» **SHORT EXERCISE A**
Answer these questions from the blog post about the Abu Dhabi delay:
(i) What weather condition caused the original 2-3 hour delay?
(ii) Through which city and airport were the passengers rebooked on their way to NYC?
(iii) Which organization was transiting the Bhutanese refugee families to the United States?

» **TEXT SEGMENT**
-- BEGIN --
Thursday, October 16, 2008

Stuck inside of Abu Dhabi with the NYC Blues Again

Well, the news got worse (as it often does...) rather than better during the night. Instead of the 2-3 hour delay due to the fog here in the United Arab Emirates, at some point early this morning the fight was cancelled. I guess the crew had waited long enough and couldn't fly to the States w/o breaking the regulations, alas.

So, instead of a five hour wait b/n flights in Abu Dhabi, I've been here for about 12hours with another 4 more to go. I could have gotten a residency permit in that time...

Fortunately, as I said earlier, I went to the airport hotel lounge and paid to stay here when I arrived, so I've had the sanctuary of their relative comfort, food and drinks, not to mention the internet. A little pricey at $23 for a few hours, an absolute steal for most of the night and day...

Now, instead of flying directly to NYC on Eithad, they've rebooked us via London (Heathrow) on Eithad and then to NYC on American Airlines. Unfortunately, I won't get to NYC until 11 pm tonight (Thursday). Since I need to be in the boys' NMH classroom for Parents Weekend at 8 am tomorrow (Friday), the revised schedule leaves a bit to be desired.

What I'm thinking now is that unless there is a midnight flight to Boston that I can catch (dubious...), I'll just rent a car at JFK and drive up to western Massachusetts tonight. It's definitely not my preferred option (at this point, there is no preferred option...), but it's the only way I can get to the boys' school in time for classes first thing Friday morning.

Ahhh, the mixed blessings of modern travel... (It's now 9:30 am, a full 12 hours after arriving here, with very little sleep, so I feel like I could slip off this seat and simply sleep.) It's, no doubt, better than the steerage journeys that many of our ancestors took from the shipyards or cities along the Baltic coast in the late 19th and early 20th centuries. Quicker, too -- even with these delays...

I wonder at how attractive or pleasant the accomodations or food were on those week-long sea voyages. The massive immigration at the turn of the century, 108 years ago, when the shetel was fleeing the czar's wrath, cossack greed and religious intolerance. So many families who constitue our modern American world came at that time. The Irish, the Italians, the Jews, the Germans and rag muffin European peasantry and urban overlow.

In the spring, when I came to visit Mom & Dad, I started on their memoirs, and the stories of their families. I wondered while trying to get stories out of them, about the passage from the olde world to the new one. My father's parents actually came when they were young from Russian to America, while my mother's family came a generation earlier.

Yet, alas, there's no one alive to tell me the stories or relate the 'sights & sounds' of those maiden voyages. How did they feel crossing between worlds? What were their fears? Their hopes? What did they carry? Who did they come with? Who was there to receive them? What did they leave behind? Where did they think they were going? What did it feel like when they go there? (more, more...)

These thoughts came to me earlier today when I was still at the Kathmandu airport early yesterday evening. There were huddles of Bhutanese (Nepali) refugee families being transited by IOM (Int'l Organization for Migration) to the United States. Like our relatives of olde, these families appeared to have little idea of where they were going, seemed not to speak much English and were in the proces of having their lives changed forver.
-- END --
» **MATERIAL SHOWN**
-- BEGIN --
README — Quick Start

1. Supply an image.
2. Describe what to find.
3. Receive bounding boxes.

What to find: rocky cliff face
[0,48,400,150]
-- END --
-- BEGIN --
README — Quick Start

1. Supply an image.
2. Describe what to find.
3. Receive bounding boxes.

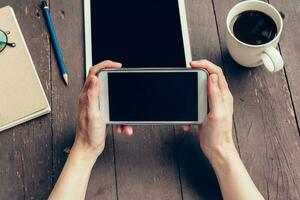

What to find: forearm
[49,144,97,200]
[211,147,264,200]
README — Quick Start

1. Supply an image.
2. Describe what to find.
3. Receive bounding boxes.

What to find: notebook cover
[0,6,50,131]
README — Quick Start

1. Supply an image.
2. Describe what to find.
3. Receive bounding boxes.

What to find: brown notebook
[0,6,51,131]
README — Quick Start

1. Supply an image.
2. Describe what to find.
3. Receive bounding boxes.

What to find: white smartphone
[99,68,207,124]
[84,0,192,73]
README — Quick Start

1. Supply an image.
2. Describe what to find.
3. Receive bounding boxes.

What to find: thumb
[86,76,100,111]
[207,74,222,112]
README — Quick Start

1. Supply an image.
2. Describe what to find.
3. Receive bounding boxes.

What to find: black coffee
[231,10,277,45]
-- END --
-- BEGIN --
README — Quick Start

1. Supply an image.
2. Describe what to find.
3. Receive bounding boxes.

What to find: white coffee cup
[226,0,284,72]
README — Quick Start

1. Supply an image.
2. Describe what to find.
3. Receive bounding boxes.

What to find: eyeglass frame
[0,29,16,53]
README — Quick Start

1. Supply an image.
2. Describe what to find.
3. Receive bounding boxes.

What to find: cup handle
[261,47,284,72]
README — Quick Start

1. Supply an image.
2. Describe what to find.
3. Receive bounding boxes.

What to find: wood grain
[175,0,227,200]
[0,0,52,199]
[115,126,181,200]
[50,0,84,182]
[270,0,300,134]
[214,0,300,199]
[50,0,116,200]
-- END --
» **SHORT EXERCISE B**
Filter the records and copy every line that contains the string "notebook". Case counts when matching.

» **WORKED SOLUTION A**
(i) Fog.
(ii) London (Heathrow).
(iii) The IOM (Int'l Organization for Migration).

» **WORKED SOLUTION B**
What to find: notebook cover
What to find: brown notebook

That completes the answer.